Given records:
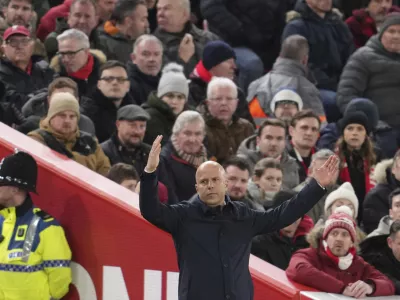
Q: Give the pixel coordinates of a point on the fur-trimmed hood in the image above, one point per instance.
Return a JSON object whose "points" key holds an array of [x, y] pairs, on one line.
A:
{"points": [[55, 63]]}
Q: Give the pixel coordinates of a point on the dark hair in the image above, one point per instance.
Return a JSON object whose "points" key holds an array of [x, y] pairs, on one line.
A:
{"points": [[120, 172], [110, 65], [63, 82], [303, 114], [393, 194], [266, 163], [124, 8], [394, 229], [271, 122], [238, 162]]}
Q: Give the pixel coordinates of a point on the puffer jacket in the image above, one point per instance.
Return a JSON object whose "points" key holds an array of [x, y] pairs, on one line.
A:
{"points": [[330, 40], [248, 150], [256, 24], [96, 161], [376, 202], [286, 73], [373, 73], [171, 42]]}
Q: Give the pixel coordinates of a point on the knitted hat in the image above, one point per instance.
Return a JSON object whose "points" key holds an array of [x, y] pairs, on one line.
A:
{"points": [[391, 19], [345, 191], [341, 218], [357, 117], [173, 80], [216, 52], [60, 102], [366, 106], [20, 170], [286, 95]]}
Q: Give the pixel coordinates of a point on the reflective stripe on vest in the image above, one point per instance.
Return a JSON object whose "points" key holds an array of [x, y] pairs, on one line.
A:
{"points": [[30, 236], [35, 268]]}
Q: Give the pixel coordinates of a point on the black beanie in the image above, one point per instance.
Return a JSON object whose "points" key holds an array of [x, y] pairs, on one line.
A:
{"points": [[216, 52], [390, 19], [355, 118]]}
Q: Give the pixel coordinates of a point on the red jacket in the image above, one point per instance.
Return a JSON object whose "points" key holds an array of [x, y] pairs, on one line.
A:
{"points": [[314, 268], [362, 26], [48, 22]]}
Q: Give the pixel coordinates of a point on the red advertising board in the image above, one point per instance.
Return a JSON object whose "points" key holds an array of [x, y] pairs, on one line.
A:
{"points": [[116, 253]]}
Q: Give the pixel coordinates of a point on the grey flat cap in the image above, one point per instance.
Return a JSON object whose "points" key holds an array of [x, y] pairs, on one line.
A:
{"points": [[132, 112]]}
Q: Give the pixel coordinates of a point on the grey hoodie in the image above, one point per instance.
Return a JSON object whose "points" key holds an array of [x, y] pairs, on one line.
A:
{"points": [[248, 150]]}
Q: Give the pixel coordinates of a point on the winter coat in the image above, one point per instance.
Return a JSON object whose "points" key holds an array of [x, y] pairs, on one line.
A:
{"points": [[256, 24], [95, 160], [141, 84], [376, 203], [162, 119], [114, 44], [171, 42], [118, 153], [314, 268], [278, 249], [198, 93], [48, 21], [19, 84], [373, 73], [103, 112], [248, 150], [330, 40], [318, 210], [375, 251], [223, 141], [286, 73], [51, 43], [85, 87], [362, 25]]}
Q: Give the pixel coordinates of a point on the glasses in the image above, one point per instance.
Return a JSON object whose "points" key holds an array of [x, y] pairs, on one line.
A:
{"points": [[110, 79], [69, 54], [20, 42]]}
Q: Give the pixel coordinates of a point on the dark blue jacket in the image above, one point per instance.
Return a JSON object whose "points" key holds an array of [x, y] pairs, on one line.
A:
{"points": [[330, 40], [213, 244]]}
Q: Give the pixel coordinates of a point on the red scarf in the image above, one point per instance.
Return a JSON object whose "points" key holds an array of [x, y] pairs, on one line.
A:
{"points": [[201, 72], [84, 72]]}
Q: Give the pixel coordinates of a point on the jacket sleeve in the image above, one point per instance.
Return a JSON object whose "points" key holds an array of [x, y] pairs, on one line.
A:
{"points": [[353, 81], [288, 212], [56, 259], [303, 270], [165, 217], [383, 285]]}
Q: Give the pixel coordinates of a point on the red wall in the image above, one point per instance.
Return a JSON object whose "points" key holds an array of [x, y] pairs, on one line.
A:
{"points": [[104, 227]]}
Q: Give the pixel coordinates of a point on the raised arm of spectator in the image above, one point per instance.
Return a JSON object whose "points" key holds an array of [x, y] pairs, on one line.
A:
{"points": [[299, 205], [166, 217]]}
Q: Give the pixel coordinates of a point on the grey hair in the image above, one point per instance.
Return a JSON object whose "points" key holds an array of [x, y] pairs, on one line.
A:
{"points": [[189, 116], [75, 34], [144, 38], [322, 154], [220, 82]]}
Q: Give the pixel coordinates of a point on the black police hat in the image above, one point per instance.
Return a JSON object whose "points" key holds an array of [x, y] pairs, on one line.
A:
{"points": [[20, 170]]}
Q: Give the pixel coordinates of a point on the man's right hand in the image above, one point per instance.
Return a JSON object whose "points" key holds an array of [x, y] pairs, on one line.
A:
{"points": [[154, 156]]}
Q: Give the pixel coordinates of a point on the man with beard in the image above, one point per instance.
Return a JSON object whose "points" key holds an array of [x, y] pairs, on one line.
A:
{"points": [[332, 265], [110, 95], [59, 131], [366, 22], [125, 145]]}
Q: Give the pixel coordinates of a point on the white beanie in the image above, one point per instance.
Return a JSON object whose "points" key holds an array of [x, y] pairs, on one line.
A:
{"points": [[345, 191], [286, 95]]}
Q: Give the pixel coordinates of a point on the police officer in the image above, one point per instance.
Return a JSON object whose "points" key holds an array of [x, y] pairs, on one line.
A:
{"points": [[34, 253]]}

Work to be completed:
Pictures are excluded; copy every other part of the records exactly.

Complete answer:
Q: Give the pixel coordinates of a point on the fur-trimmed hood in the image above, one point per instance.
Return a JSON object whose "points" key holds an array of [x, y] pairs, on one line.
A:
{"points": [[55, 63]]}
Q: Give the pixel coordinates of a point on the dark hair in the image above, one point per instance.
Return a JSON object whose "points" key holds an array of [x, y] pairs, on one line.
A:
{"points": [[120, 172], [110, 65], [63, 82], [303, 114], [393, 194], [266, 163], [124, 8], [394, 229], [271, 122], [238, 162]]}
Q: Give the pixel coordinates of a point on the puffer jacket in the image above, one point per instance.
Return a JSON object whose "points" key holds an array of [x, y] pairs, on one line.
A:
{"points": [[330, 40], [248, 150], [256, 24], [96, 161], [376, 202], [286, 73], [373, 73], [171, 42]]}
Q: Give the pixel coordinates of a point on the knitted hat in the image above, one point per instance.
Return a JSON object whose "points" key holds an array of [x, y] pairs, on one line.
A:
{"points": [[391, 19], [345, 191], [341, 218], [357, 117], [173, 80], [216, 52], [60, 102], [366, 106], [20, 170], [286, 95]]}
Q: Give the pixel coordinates of a point on the reflective stripe on vest in the image above, one point per instance.
Return a JSON object whose "points" key holds an array of [x, y] pairs, on one line.
A:
{"points": [[30, 236], [35, 268]]}
Q: Give the pixel coordinates of a point on the black beanie in the image above, one point per instance.
Return a JSON object whose "points" key holds an array of [x, y] pairs, on one line.
A:
{"points": [[216, 52], [390, 19], [355, 118]]}
Q: Give the pixel coordinates of a point on the red jacket in the image above, one point per instance.
Return a JSON object whose "points" key holds an array of [x, y] pairs, on one line.
A:
{"points": [[314, 268], [362, 26], [48, 22]]}
Q: Give the pixel coordinates of a point on the red advertising board in the image above, one point per instance.
Return a JSON object whose "points" key holds an array of [x, y] pairs, on one line.
A:
{"points": [[116, 253]]}
Q: Give the pixel coordinates of a point on the grey flat cap in the image above, one point per instance.
Return a JSON object whose "points" key holds an array of [x, y] pairs, on one line.
A:
{"points": [[132, 112]]}
Q: Give the pixel coordinates of a point on the grey hoodie in the image above, one point per instance.
Return a JSON object whose "points" key holds an array of [x, y] pairs, on one line.
A:
{"points": [[248, 150]]}
Q: Give the pixel coordinates of a point on the winter coat in the image above, one point per instance.
Return a JSON object whose "points" key holds an array of [x, y] pairs, on one line.
A:
{"points": [[256, 24], [95, 160], [141, 84], [376, 203], [162, 119], [114, 44], [171, 42], [118, 153], [314, 268], [278, 249], [198, 93], [48, 21], [19, 84], [373, 73], [103, 112], [248, 150], [330, 40], [318, 210], [375, 251], [223, 141], [286, 73], [51, 43], [85, 87], [362, 25]]}
Q: Give the pixel coordinates of a point on the glasses in the image above, one point per instance.
Return a JSON object whose "points" key holds an array of [x, y] pairs, on one line.
A:
{"points": [[110, 79], [69, 54], [20, 42]]}
Q: Give the pixel coordinates of a point on the dark blue jacket in the image above, one point per instance.
Return a JSON object whose "points" key holds an array of [x, y] pairs, on one line.
A:
{"points": [[330, 40], [213, 244]]}
Q: Give the pixel coordinates of a point on the red scarf in the image above, one point per instance.
Return a JSON object whose "points" key holds an array of [x, y] pairs, on one line.
A:
{"points": [[201, 72], [84, 72]]}
Q: Give the pixel coordinates of a point on the jacket sleeve in the image above, one point per instance.
Return a JSON object whose "points" key holds an array of [x, y] pairs, on one line.
A:
{"points": [[353, 81], [288, 212], [56, 259], [303, 270], [165, 217], [383, 285]]}
Q: Give the pixel coordinates of a point on the red wall in the image above, one point per instance.
Return a JSON object whose "points" key holds an array of [x, y] pairs, on one line.
A:
{"points": [[104, 227]]}
Q: Give the pixel coordinates of a point on the raised arm of spectator in the image above, one point per instance.
Return a JSON object whose "points" key holds an array of [x, y] pairs, on one line.
A:
{"points": [[299, 205], [166, 217]]}
Q: Give the pixel coordinates of a point on the grey hair in the image above, one point per instance.
Return a JSON object whose "points" key holds an array of [x, y] pairs, on one line.
A:
{"points": [[189, 116], [75, 34], [144, 38], [322, 154], [220, 82]]}
Q: Give the pixel coordinates of a point on the black police hat in the image above, one point per instance.
Return a JSON object whose "points" key holds an array of [x, y] pairs, on one line.
A:
{"points": [[20, 170]]}
Q: Give the pixel coordinates of a point on the man's right hand in the image above, one point per instance.
Return a JSON object whose "points" key holds an array of [x, y] pairs, on one line.
A:
{"points": [[154, 156]]}
Q: Give the pixel coordinates of a point on the man with beard in the image above, one point per instance.
Return a JSON object whose "points" key holds an array of [x, y] pairs, on one line.
A:
{"points": [[332, 265], [110, 95], [59, 131], [366, 22], [125, 145]]}
Q: Give the pixel coordinates of a point on the white beanie in the image above, one point per instance.
Return a JSON object whose "points" key holds an array of [x, y] pairs, on one line.
A:
{"points": [[345, 191], [286, 95]]}
Q: Give the pixel coordinates of a point on the police officer in the image above, one point per instance.
Return a JSON object whose "points" key holds an array of [x, y] pairs, on one line.
A:
{"points": [[34, 253]]}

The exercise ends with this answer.